++++ Excerpt ++++
The Treasury Department said it made clear at the OECD meeting that a global minimum tax rate ‘would ensure the global economy thrives based on a more level playing field.’ 

On Wednesday, business leaders turned on Yellen for telling corporations to pay their fair share to help fund Biden’s spending plans.

GOP leaders have bashed the plan for spending outside of ‘traditional’ infrastructure, with funds going to broadband and other programs.

The Chamber of Commerce, which hosted the event, pushed back, with President and CEO Suzanne Clark casting the proposed hike as inhibiting a fragile recovery.

She took over as CEO of the Chamber in March, succeeding longtime head Tom Donoghue.

‘Now is certainly not the time to erect new barriers to economic recovery. The administration is right to champion infrastructure, and we want to be there with them to do that, but there are other ways to finance it,’ she said.
++++ Entries ++++
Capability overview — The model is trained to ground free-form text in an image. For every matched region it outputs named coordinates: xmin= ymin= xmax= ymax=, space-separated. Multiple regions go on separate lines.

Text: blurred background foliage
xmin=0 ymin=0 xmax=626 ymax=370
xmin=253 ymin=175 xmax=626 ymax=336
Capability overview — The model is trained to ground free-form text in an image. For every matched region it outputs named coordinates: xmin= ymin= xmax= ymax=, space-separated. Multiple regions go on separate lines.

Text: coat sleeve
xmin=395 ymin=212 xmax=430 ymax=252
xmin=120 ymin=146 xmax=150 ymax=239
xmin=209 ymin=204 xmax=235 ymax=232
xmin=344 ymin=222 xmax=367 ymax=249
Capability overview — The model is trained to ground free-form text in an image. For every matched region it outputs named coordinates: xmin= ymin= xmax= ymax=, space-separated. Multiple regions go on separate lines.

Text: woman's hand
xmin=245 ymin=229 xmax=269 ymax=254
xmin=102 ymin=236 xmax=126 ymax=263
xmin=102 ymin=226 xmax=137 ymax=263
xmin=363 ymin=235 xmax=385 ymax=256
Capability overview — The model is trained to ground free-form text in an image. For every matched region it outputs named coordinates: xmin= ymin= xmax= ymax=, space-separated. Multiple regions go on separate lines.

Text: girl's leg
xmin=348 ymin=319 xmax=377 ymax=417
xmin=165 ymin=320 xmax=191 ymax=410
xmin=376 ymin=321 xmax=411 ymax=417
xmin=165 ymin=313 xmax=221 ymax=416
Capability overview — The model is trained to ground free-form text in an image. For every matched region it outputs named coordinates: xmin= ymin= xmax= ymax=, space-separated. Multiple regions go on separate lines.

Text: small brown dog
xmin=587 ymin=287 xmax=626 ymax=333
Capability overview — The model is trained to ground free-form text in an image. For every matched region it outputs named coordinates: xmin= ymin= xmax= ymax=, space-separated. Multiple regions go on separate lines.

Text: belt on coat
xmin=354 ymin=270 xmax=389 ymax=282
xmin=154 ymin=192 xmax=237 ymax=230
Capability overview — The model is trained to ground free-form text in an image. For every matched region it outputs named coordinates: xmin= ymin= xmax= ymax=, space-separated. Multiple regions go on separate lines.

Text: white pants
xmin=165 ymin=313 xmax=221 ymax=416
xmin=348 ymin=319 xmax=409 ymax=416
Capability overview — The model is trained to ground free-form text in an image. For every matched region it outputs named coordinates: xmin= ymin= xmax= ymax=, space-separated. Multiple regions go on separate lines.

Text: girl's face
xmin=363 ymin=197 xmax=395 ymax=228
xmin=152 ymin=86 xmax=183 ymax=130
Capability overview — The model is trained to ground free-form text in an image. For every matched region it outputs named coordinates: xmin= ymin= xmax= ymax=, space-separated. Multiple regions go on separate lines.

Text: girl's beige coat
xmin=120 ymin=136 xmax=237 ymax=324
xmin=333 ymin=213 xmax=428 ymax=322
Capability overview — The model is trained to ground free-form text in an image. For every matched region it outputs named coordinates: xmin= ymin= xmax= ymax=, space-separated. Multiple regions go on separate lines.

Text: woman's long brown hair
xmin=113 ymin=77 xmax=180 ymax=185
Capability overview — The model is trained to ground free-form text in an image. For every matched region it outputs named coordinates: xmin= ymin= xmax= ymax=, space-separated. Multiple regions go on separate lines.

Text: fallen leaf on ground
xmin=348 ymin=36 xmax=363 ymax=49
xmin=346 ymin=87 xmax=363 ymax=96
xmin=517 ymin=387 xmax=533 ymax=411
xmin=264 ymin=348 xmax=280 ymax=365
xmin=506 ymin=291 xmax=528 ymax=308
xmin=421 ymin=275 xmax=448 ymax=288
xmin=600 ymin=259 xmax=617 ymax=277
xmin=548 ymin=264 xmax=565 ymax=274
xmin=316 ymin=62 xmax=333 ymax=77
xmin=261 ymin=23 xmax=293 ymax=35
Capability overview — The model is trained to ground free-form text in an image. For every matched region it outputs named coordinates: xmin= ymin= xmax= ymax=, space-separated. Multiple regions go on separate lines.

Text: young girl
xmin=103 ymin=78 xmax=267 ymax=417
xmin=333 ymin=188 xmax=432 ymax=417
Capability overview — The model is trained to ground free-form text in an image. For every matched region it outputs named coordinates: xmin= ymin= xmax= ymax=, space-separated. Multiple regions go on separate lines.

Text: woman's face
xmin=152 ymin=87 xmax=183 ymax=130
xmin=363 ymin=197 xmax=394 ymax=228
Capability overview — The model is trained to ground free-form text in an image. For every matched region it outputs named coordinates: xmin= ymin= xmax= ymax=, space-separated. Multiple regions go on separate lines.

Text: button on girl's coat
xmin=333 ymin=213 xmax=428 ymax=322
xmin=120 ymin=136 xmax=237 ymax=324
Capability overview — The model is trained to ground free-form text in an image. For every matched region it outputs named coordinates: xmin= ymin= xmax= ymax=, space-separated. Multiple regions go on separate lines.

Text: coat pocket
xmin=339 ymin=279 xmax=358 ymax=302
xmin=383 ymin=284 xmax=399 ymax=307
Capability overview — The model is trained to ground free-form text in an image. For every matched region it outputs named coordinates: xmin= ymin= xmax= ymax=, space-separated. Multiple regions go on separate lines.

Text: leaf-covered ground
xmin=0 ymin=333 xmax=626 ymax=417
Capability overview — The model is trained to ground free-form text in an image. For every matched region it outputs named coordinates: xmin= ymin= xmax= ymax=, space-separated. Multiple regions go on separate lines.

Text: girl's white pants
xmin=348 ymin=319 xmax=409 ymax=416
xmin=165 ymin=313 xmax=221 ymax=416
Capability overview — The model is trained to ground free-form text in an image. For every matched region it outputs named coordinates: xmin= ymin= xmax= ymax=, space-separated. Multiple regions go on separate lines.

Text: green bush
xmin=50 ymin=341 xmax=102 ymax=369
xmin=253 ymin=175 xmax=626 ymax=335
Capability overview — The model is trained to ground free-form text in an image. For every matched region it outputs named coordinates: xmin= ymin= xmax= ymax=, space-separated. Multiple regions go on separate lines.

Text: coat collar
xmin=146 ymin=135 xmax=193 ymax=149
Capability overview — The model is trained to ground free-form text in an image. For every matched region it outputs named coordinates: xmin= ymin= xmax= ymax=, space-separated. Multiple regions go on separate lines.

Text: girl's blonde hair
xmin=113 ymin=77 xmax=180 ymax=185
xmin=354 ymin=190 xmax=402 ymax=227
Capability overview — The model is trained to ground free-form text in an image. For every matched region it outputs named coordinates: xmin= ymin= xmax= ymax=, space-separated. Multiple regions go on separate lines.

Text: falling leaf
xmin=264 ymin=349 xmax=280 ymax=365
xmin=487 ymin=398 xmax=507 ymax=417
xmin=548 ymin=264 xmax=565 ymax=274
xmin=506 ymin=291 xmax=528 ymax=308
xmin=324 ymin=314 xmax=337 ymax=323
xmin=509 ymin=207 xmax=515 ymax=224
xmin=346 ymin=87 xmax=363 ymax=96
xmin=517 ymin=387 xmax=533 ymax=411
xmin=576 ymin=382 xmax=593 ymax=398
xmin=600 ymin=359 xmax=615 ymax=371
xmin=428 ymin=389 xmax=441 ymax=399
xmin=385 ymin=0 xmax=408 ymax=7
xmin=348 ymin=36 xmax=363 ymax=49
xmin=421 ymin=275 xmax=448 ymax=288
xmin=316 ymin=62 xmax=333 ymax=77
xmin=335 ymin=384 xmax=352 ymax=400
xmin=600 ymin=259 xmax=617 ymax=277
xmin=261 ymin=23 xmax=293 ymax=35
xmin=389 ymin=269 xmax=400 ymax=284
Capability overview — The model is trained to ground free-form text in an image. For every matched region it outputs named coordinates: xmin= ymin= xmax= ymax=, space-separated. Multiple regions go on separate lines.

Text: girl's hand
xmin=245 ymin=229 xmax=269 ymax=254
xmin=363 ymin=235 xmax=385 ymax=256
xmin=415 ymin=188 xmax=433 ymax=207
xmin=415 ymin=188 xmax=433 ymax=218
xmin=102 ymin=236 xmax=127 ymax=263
++++
- **Tasks for this exercise**
a) Decide whether each statement agrees with the corporate tax excerpt. Answer yes or no for each, quoting the words that decide it.
(i) Suzanne Clark became CEO of the Chamber in March.
(ii) The Treasury Department hosted the event.
(iii) GOP leaders objected to the plan's funding for broadband.
b) List every person named in the corporate tax excerpt.
c) Write the next few sentences of the corporate tax excerpt, picking up after its final quotation.
The records stand apart from the corporate tax excerpt.

- **Task-by-task outputs**
a)
(i) Yes: "She took over as CEO of the Chamber in March, succeeding longtime head Tom Donoghue."
(ii) No: "The Chamber of Commerce, which hosted the event, pushed back"
(iii) Yes: "GOP leaders have bashed the plan for spending outside of ‘traditional’ infrastructure, with funds going to broadband and other programs."

b) Yellen, Biden, Suzanne Clark, Tom Donoghue

c)
The Chamber has gotten behind past infrastructure proposals. In this year’s talks, some Republicans have floated user fees, which Democrats are ruling out as regressive or not forcing companies to pay their ‘fair share.’

She said the hike would ‘greatly disadvantage’ the U.S. in the global marketplace.

Yellen said the plan would be an economic win, on a day President Biden test drove a new electric Ford F-150 truck. ‘The transition to a greener economy will provide a multi-decade boost to the economy, creating jobs along the way as the private sector participates in the development of new technologies, new investments, and the new products that will drive the global economic transformation,’ she said.